— Exercises —
1. According to the by-laws passage, to whom must a written request to inspect the corporation's books and records be submitted?
2. In the by-laws passage, rewrite the point beginning "Inspection of corporate books or records" as a short list that keeps its main facts.

— Passage given —
--
Did I mention that the by-laws actually support our Attorney’s interpretation of the law? I probably should have. Slipped my mind.

Section 8.2 Inspection of Documents

  1. The corporation shall make all books and records of the corporation available for inspection by any interested party for any proper purpose at any reasonable time by submitting a written request to the Secretary of the corporation.
  2. The request shall state the purpose for which the inspection is requested.
  3. The books and records shall be made available for inspection within a reasonable time after the request is received by the Secretary.
  4. Inspection of corporate books or records for purposes of soliciting business shall not be considered a proper purpose and in no case shall members’ contact information be made available for inspection except by consent of the member or as required by the Articles of Incorporation, these Bylaws or provisions of law.
--
— Dataset entries —
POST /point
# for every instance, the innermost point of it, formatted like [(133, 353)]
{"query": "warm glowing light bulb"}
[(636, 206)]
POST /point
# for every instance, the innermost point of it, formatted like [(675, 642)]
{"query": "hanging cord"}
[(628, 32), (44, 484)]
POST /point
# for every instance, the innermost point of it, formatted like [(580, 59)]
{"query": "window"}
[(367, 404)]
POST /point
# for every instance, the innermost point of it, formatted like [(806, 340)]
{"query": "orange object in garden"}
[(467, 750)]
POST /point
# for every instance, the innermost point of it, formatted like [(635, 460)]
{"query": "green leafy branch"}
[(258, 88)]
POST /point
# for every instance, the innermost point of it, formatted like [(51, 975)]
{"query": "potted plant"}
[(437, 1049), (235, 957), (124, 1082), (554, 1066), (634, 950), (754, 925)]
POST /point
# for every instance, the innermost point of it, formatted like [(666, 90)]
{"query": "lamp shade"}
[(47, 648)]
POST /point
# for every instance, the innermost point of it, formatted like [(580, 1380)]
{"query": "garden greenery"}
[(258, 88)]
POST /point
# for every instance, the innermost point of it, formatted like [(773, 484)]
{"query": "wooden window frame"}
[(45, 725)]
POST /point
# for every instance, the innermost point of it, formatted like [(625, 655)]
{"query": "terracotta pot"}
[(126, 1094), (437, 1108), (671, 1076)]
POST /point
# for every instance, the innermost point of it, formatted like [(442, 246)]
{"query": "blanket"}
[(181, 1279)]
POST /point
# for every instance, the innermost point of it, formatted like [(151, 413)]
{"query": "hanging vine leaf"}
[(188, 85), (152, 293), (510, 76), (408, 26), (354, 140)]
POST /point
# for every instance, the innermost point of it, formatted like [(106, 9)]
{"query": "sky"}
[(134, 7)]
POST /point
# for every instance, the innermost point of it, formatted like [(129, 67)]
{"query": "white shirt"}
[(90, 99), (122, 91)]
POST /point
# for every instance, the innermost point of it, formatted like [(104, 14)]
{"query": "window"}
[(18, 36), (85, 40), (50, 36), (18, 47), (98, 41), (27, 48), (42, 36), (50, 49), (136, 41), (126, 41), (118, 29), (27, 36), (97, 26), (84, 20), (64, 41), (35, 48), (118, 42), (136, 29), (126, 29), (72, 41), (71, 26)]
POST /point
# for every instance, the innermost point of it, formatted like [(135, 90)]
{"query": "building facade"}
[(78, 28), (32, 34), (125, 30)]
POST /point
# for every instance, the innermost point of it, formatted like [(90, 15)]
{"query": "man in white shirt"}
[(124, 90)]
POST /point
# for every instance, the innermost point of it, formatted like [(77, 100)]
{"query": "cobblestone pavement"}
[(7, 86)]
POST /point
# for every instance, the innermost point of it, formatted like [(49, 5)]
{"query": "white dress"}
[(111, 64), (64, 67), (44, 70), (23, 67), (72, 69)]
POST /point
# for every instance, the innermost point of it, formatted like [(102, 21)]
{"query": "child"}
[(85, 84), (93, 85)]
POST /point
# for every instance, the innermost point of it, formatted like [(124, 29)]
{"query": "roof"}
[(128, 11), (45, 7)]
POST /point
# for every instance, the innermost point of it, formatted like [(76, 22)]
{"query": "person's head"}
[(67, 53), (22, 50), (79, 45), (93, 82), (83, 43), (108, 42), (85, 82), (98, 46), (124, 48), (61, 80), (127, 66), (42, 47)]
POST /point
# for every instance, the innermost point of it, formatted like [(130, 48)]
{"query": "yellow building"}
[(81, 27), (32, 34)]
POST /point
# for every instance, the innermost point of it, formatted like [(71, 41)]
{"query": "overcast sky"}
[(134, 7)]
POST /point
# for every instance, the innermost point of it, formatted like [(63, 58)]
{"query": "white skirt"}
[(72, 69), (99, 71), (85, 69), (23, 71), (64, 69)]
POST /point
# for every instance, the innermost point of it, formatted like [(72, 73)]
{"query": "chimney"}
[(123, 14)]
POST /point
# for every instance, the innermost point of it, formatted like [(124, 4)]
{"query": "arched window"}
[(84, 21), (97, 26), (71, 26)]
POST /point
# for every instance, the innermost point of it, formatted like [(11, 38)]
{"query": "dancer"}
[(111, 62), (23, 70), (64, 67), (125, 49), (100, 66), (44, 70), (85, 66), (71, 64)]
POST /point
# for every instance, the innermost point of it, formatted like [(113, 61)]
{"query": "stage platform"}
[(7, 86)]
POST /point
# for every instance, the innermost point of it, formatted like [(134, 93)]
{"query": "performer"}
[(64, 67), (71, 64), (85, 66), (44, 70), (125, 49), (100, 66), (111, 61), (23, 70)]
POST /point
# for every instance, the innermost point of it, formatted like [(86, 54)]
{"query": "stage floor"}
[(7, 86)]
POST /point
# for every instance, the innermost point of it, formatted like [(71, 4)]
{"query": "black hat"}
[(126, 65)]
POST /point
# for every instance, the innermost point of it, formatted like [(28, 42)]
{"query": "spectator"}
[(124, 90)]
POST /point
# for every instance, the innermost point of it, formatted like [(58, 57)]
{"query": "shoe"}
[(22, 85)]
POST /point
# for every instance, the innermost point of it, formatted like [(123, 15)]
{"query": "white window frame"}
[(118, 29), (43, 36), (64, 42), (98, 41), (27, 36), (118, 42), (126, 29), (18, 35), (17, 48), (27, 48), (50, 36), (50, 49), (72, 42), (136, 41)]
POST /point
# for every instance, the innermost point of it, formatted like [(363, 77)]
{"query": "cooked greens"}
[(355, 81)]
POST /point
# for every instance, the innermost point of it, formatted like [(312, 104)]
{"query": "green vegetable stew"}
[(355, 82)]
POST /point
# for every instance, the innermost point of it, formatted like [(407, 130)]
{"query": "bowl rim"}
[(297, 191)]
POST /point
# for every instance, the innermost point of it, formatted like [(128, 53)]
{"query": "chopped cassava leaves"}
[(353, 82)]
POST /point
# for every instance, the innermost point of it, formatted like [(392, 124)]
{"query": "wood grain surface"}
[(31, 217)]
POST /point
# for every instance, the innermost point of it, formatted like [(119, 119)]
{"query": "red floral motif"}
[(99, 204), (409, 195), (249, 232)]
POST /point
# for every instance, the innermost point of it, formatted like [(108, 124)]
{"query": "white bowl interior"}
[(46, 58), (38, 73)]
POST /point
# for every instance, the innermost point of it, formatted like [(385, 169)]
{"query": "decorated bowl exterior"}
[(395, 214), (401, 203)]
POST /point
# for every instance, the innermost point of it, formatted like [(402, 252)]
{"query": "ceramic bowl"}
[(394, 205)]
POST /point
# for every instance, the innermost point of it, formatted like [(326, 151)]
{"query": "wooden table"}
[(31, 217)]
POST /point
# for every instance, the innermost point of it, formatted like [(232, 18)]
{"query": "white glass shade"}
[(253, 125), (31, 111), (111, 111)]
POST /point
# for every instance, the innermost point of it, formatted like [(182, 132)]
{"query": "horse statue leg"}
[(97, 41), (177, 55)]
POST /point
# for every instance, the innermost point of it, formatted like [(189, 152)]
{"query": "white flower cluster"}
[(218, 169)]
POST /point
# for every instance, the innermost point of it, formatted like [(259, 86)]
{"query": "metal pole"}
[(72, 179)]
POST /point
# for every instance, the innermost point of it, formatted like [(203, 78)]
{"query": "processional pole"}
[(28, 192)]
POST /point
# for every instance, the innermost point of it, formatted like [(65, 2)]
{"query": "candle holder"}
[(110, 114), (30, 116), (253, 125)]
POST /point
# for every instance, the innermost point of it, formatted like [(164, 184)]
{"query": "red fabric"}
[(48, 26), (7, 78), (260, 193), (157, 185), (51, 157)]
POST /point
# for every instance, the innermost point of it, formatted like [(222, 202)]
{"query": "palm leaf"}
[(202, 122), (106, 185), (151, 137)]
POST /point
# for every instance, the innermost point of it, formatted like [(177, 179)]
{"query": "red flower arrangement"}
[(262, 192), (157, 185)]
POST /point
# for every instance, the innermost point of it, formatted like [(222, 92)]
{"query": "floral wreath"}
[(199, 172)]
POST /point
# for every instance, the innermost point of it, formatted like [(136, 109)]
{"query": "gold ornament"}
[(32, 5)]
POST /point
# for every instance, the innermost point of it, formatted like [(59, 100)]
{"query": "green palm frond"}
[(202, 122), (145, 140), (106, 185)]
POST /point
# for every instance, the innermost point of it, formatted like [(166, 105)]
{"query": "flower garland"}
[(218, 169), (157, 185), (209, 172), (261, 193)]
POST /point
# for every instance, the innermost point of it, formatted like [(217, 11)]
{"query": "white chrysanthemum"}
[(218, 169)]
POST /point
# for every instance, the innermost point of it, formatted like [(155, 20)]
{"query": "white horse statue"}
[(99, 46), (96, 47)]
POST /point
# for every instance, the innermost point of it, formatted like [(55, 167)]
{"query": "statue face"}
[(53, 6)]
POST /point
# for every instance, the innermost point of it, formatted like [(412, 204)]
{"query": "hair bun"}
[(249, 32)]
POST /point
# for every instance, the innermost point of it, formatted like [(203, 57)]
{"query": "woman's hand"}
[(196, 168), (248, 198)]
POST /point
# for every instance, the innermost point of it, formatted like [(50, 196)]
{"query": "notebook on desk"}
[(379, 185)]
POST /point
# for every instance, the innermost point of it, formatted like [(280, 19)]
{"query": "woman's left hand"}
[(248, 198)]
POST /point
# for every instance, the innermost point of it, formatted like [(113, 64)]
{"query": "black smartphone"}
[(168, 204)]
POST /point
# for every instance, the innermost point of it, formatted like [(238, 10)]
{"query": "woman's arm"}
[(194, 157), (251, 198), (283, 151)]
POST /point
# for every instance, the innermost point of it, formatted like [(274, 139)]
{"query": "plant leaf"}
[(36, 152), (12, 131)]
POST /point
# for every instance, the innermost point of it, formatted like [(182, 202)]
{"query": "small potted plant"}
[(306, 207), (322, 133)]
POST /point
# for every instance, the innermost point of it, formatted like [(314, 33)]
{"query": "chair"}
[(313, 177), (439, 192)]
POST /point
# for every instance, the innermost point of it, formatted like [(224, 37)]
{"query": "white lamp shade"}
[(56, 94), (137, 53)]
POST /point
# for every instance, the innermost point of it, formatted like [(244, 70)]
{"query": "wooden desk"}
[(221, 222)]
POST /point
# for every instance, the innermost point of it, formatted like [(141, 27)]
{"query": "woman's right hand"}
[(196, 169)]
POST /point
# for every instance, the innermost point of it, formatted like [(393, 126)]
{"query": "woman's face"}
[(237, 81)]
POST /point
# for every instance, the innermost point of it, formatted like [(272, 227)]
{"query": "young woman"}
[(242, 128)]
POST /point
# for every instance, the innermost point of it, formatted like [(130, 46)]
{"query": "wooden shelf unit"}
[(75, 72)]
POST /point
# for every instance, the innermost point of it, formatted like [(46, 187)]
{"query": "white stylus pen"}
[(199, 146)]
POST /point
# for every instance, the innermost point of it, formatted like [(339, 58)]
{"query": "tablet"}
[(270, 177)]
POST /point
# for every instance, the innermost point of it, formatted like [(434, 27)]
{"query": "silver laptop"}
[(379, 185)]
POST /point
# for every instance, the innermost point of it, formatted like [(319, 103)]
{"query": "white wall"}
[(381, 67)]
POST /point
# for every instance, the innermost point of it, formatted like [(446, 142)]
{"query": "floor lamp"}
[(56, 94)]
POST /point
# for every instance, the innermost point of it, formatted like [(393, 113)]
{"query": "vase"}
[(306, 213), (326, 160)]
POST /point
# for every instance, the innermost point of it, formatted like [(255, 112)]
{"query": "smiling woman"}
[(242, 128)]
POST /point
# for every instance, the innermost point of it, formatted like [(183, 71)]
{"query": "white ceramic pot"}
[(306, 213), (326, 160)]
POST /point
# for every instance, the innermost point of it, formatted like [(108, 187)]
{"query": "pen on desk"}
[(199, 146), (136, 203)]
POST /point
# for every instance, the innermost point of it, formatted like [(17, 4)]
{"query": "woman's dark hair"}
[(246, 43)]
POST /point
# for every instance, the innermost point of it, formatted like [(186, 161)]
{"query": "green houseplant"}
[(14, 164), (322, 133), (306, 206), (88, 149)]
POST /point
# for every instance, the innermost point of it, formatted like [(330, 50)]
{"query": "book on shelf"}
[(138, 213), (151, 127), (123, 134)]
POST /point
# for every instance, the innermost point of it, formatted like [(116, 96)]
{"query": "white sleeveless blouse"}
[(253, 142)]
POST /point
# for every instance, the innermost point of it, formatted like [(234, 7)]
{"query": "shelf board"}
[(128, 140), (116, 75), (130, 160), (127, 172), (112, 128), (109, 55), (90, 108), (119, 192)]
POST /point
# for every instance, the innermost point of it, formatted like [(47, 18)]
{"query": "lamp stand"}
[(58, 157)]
--
— Answers to the problems —
1. The Secretary of the corporation.

2.
- Inspecting corporate books or records to solicit business is not a proper purpose.
- Members' contact information is never open to inspection unless the member consents or the Articles of Incorporation, the Bylaws, or the law require it.